Aim of the exercise -
Whenever a line below holds the word "before", count it; please give only the final number.

##########

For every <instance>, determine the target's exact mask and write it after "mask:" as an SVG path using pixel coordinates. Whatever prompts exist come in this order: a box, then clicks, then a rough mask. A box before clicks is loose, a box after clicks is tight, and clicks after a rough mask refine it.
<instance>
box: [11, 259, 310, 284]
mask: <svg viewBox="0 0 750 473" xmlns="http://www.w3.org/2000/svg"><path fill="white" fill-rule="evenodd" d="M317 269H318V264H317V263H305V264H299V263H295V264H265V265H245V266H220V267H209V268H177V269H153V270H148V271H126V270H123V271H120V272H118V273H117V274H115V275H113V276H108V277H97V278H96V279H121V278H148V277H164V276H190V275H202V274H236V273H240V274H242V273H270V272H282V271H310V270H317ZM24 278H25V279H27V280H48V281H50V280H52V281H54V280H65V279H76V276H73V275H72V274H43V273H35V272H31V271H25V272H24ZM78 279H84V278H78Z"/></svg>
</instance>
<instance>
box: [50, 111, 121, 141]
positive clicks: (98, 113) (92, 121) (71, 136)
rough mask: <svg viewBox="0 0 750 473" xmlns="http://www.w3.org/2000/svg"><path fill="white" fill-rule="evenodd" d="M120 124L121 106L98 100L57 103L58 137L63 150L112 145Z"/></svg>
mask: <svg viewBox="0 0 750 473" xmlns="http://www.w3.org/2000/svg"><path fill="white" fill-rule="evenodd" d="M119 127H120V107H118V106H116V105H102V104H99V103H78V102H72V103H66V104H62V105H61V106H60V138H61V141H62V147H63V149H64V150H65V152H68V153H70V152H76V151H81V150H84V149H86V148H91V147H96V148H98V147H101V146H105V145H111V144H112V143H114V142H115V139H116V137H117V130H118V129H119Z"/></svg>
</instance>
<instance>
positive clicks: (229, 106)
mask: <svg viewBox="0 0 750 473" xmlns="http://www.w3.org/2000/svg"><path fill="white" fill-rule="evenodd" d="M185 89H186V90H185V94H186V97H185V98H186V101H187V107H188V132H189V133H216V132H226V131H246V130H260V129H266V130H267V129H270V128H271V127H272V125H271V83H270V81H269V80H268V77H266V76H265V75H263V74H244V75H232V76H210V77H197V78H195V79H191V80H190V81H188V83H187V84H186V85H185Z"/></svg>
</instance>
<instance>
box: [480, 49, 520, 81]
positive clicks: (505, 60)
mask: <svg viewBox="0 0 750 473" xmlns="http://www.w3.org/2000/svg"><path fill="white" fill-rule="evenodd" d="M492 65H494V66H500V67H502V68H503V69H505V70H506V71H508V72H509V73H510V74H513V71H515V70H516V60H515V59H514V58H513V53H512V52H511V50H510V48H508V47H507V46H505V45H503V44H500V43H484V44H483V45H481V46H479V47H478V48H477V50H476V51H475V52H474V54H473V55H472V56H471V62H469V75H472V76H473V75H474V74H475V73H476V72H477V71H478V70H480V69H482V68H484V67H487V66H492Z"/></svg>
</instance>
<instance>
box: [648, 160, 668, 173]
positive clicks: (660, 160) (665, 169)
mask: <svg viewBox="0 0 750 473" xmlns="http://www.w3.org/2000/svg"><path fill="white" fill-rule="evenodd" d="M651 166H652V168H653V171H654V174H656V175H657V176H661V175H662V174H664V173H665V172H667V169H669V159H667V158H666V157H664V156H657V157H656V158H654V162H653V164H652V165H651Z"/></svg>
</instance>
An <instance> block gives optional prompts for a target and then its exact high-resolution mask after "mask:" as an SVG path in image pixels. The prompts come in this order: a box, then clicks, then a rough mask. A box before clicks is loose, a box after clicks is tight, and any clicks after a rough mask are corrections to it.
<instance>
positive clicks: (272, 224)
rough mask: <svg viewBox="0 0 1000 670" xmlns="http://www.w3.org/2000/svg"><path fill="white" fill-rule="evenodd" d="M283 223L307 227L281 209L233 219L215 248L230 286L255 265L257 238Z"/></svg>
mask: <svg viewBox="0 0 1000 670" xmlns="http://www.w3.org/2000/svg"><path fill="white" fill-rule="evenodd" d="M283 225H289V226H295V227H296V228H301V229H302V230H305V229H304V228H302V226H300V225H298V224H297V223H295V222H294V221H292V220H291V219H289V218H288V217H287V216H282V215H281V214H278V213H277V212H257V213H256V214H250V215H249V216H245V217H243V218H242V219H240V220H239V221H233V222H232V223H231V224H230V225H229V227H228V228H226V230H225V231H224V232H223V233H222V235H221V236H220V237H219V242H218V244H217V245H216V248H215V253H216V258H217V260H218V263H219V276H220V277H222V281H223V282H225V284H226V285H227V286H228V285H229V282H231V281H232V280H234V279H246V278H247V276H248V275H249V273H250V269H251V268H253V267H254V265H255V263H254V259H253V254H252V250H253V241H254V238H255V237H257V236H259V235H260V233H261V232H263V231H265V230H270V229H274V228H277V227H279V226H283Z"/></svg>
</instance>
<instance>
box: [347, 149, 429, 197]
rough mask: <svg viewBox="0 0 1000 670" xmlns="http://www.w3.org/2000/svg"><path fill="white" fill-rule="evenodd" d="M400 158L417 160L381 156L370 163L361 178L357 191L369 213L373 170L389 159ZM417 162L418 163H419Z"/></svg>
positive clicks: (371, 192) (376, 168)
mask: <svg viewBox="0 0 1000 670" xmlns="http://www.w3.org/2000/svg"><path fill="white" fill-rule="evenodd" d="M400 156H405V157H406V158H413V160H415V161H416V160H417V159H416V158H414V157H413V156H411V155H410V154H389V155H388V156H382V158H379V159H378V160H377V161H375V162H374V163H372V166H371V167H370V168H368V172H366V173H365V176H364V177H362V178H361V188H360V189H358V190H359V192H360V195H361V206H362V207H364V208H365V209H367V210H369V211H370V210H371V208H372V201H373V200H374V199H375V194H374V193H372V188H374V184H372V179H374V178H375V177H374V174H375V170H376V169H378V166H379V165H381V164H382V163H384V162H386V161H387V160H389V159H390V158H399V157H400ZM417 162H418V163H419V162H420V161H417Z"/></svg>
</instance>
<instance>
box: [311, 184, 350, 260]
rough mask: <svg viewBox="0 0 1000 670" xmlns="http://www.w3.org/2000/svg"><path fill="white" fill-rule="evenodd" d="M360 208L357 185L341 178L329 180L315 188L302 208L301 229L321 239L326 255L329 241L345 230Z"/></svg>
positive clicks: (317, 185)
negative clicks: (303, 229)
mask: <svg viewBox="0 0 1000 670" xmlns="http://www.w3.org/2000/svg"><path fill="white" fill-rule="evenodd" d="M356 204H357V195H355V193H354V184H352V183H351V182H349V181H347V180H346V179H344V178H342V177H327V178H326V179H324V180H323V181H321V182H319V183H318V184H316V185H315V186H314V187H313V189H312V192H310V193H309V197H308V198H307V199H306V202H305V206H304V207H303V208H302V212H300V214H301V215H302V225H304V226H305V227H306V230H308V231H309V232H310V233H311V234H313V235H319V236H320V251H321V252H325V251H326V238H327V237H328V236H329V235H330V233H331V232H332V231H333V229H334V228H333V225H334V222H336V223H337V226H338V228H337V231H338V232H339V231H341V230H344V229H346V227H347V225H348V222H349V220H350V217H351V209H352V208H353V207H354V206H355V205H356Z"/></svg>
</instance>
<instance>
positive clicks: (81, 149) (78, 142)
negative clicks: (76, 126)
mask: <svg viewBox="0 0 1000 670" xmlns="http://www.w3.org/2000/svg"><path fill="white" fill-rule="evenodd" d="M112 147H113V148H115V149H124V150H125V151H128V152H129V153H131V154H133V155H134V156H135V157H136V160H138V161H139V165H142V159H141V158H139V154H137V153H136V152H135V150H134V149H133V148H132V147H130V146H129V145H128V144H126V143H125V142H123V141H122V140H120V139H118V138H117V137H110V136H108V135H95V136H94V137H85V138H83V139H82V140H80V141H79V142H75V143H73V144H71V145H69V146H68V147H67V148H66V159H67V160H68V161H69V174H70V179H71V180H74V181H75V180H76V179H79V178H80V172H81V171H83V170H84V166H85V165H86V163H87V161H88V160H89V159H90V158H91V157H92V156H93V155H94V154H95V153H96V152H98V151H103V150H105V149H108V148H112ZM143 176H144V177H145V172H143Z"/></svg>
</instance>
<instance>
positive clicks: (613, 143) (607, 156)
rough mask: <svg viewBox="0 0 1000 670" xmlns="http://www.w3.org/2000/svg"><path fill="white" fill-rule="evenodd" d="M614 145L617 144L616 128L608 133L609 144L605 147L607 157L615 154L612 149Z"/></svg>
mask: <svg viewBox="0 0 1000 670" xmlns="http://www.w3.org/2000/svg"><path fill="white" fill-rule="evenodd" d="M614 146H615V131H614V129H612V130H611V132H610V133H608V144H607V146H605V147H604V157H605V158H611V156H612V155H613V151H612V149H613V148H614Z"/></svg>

##########

Response to the exercise -
2